═════ Texto dado

A palavra "cresmática" não se encontra registada nas várias obras relativas ao vocabulário da língua portuguesa que consultámos, de que se destacam o Vocabulário Ortográfico da Língua Portuguesa1 (1940), da Academia das Ciências de Lisboa, o Vocabulário da Língua Portuguesa2 (1966), de Rebelo Gonçalves, o Dicionário Etimológico da Língua Portuguesa3 (1987), de José Pedro Machado, o Grande Dicionário da Língua Portuguesa4 (1981), de José Pedro Machado (coord.), o Grande Dicionário da Língua Portuguesa5 (2004), da Porto Editora, o Dicionário Houaiss da Língua Portuguesa6 (2001) e o Dicionário da Língua Portuguesa Contemporânea7 (2001), da Academia das Ciências de Lisboa.
Surgem, sim, na grande maioria destas obras (à excepção do Dicionário da Língua Portuguesa Contemporânea), dois termos que se aproximam a nível fónico e vocabular: crestomatia e crematística.
O Dicionário Etimológico da Língua Portuguesa atesta crestomatia (do grego chrestomátheia, «estudo das coisas úteis, boa instrução») como «selecção dos melhores ou dos mais úteis trechos de autores, como as compilações de Prohes e de Heládio», significado este que, talvez, derive do francês chrestomathie, «colecção de textos de autores clássicos» (Grande Dicionário da Língua Portuguesa). Crestomatia remete, assim, para antologia de textos clássicos.
Importa referir que o Dicionário Etimológico da Língua Portuguesa nos fornece, também, uma informação que se nos afigura de grande relevância, uma vez que nos dá a indicação de uma obra contemporânea da acção d’Os Maias em cujo título surge crestomatia: «em 1850, no título desta obra: «Pequena Chrestomathia portugueza oferecida à mocidade estudiosa» (ob. cit, vol. II, p. 251).
Uma vez que essa obra citada se destina «à mocidade estudiosa», poderemos inferir que se trata de uma obra de carácter didá{#c|}tico, o que se encaixa no contexto desse excerto de Os Maias. Porque, a par de outras disciplinas algo invulgares — «a metafísica, a astronomia, a filologia, a egiptologia, […] a crítica das religiões comparadas» — a "cresmática" [ou não será «crestomatia»?] está incluída na enumeração das áreas de estudo classificadas pelo legislador como «infinitos terrores». Aliás, o carácter didáctico que se associa a crestomatia é comprovado pelo Dicionário Houaiss da Língua Portuguesa: «colectânea de trechos em prosa ou verso escolhidos da obra de um ou mais autores, geralmente com finalidade didáctica; obra que contém esta colectânea; antologia.»

══════════

(Instrução 1): Em quantas linhas dos registos aparece a palavra "raised", distinguindo maiúsculas de minúsculas? Indique apenas o número.
Os registos não têm qualquer relação com o texto.

═════ Material fornecido

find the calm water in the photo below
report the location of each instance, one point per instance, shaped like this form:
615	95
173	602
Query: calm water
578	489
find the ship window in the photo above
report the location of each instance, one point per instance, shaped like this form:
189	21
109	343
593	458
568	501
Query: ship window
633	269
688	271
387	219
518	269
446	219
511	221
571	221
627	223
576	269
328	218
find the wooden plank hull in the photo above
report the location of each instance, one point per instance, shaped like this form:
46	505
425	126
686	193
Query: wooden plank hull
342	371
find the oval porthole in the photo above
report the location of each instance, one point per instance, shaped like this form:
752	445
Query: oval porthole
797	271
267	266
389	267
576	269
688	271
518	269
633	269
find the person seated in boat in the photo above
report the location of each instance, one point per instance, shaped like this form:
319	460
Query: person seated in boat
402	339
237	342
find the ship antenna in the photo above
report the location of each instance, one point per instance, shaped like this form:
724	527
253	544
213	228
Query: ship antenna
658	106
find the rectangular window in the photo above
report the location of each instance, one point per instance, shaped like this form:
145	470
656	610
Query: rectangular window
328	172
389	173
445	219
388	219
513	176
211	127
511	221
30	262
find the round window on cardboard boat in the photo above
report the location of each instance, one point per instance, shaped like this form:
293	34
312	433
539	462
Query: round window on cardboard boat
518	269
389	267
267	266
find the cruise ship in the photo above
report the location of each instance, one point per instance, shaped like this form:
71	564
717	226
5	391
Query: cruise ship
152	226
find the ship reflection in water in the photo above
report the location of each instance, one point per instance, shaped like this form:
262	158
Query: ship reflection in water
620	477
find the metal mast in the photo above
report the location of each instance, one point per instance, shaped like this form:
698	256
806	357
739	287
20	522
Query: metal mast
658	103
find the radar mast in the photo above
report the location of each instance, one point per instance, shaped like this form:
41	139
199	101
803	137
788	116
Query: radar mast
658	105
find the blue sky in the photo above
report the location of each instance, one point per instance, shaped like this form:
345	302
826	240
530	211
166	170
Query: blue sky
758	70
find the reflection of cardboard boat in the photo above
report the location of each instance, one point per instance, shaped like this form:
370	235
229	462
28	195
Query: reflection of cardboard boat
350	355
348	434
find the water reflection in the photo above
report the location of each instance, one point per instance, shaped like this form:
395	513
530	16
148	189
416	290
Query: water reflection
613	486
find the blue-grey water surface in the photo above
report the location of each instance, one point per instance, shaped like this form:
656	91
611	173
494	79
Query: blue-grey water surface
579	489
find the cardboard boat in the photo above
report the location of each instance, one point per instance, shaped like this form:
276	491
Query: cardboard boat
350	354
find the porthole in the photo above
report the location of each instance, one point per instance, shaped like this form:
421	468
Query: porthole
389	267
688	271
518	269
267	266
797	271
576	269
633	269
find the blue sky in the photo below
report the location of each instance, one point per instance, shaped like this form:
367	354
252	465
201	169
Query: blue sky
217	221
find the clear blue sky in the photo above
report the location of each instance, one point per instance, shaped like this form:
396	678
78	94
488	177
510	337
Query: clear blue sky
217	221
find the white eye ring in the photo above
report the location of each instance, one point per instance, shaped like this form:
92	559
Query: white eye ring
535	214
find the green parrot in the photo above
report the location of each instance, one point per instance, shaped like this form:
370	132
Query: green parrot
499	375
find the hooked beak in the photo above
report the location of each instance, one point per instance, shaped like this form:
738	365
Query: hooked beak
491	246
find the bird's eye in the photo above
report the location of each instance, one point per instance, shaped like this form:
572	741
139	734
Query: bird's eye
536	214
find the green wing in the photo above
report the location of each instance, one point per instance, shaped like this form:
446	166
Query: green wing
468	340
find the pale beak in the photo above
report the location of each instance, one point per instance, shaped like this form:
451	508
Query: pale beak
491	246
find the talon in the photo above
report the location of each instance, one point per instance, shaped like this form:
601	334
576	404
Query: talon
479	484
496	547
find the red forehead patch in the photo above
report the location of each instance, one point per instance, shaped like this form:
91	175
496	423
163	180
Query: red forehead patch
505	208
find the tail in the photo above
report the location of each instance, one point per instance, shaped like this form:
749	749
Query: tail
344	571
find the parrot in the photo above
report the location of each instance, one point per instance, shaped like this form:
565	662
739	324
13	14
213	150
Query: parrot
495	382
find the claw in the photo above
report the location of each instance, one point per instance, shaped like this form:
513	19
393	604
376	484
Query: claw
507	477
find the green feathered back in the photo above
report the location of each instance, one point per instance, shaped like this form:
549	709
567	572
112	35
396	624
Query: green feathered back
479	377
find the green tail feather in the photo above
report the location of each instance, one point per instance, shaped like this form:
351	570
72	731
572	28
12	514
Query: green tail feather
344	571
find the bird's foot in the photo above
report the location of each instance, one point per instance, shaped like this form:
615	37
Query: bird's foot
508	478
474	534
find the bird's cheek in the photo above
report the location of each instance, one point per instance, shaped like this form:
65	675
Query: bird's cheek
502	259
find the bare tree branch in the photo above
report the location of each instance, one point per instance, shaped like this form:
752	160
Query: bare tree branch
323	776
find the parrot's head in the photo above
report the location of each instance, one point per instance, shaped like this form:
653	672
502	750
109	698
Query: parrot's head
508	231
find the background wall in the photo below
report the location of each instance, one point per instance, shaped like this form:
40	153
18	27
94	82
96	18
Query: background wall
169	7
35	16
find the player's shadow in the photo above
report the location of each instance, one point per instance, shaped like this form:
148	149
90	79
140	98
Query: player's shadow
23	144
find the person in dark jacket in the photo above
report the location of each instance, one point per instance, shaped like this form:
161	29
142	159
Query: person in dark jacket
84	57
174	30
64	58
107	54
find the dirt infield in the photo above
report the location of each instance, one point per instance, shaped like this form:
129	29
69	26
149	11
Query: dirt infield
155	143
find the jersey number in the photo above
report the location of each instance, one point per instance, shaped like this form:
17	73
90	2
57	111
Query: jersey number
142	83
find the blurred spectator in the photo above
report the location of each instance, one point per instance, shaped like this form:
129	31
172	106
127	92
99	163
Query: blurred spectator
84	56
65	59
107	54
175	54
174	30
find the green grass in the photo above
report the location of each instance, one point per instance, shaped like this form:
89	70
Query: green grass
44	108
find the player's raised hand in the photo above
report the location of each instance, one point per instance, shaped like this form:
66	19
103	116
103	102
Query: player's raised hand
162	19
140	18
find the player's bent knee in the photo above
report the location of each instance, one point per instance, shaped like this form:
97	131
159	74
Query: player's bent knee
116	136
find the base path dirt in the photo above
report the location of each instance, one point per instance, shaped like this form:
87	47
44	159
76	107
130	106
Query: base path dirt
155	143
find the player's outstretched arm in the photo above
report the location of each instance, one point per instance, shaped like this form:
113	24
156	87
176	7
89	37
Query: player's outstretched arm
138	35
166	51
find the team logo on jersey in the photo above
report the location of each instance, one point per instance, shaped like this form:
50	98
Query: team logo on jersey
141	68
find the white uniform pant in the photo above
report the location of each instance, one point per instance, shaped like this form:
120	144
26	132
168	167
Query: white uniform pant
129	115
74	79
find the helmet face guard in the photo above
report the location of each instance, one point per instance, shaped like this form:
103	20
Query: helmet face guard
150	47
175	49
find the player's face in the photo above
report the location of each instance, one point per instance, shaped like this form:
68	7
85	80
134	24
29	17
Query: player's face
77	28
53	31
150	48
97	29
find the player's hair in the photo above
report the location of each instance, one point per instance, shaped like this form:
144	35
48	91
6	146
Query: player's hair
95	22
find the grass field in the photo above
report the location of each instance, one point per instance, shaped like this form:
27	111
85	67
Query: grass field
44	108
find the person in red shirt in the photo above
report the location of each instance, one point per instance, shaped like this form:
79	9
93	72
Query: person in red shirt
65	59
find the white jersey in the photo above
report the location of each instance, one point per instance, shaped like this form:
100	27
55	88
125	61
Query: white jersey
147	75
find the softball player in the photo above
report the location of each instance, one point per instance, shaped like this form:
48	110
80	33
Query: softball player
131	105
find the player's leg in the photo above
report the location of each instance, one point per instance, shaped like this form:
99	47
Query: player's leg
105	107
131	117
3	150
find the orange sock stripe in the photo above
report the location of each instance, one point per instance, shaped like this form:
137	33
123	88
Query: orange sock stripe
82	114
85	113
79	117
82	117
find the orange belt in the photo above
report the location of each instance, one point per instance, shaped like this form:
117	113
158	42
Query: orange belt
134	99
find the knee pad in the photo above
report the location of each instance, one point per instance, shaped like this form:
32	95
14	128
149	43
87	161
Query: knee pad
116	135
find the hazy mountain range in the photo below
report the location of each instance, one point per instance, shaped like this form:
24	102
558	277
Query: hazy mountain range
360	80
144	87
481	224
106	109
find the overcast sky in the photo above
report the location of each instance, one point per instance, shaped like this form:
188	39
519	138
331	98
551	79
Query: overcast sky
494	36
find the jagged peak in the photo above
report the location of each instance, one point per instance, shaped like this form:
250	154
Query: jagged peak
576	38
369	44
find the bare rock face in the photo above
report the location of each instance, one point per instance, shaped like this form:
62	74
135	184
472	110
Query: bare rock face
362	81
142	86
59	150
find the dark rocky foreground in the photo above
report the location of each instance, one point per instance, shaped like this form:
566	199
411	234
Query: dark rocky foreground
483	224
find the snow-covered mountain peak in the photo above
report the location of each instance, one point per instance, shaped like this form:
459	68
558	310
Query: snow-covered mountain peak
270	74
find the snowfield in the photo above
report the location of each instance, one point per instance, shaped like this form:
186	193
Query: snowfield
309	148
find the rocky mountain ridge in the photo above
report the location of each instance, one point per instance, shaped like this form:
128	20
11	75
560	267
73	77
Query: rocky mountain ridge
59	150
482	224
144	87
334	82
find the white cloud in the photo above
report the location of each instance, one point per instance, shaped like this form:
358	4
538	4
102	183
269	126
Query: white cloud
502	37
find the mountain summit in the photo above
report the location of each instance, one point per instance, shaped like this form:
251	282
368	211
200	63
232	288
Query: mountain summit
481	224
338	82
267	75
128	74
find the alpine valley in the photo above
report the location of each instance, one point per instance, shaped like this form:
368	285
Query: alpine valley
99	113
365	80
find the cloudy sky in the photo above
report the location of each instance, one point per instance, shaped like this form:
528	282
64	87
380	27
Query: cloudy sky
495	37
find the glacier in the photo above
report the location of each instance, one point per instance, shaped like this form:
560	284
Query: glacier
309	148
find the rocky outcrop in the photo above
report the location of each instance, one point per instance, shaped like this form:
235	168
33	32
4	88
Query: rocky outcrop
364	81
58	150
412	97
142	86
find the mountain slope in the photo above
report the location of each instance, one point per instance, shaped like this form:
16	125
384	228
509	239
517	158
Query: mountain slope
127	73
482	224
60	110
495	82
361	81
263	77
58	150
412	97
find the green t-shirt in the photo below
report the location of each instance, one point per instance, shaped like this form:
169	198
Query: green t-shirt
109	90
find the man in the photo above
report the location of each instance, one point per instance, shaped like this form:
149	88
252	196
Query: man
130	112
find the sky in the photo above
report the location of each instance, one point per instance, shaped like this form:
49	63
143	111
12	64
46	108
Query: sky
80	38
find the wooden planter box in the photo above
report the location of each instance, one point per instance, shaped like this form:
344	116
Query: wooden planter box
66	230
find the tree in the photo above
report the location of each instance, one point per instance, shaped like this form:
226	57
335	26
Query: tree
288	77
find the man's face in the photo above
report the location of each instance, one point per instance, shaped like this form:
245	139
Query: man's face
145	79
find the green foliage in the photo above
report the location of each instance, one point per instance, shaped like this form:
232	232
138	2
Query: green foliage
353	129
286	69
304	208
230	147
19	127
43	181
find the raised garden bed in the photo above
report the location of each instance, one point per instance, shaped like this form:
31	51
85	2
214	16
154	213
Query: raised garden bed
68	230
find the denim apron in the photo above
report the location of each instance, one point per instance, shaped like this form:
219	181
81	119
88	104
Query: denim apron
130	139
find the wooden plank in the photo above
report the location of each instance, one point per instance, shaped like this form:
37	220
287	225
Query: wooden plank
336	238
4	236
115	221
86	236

══════════

(Instrução 2):
As afirmações (a), (b) e (c) estão de acordo com o texto sobre a palavra «cresmática»? Responda sim ou não a cada uma e cite as palavras exatas do texto que o decidem.
(a) O Dicionário da Língua Portuguesa Contemporânea inclui os termos crestomatia e crematística.
(b) A obra «Pequena Chrestomathia portugueza oferecida à mocidade estudiosa» data de 1850.
(c) O Dicionário Houaiss da Língua Portuguesa associa a crestomatia a uma finalidade didática.

(Resposta 1): 4

(Resposta 2):
(a) Não: «à excepção do Dicionário da Língua Portuguesa Contemporânea».
(b) Sim: «em 1850, no título desta obra».
(c) Sim: «geralmente com finalidade didáctica».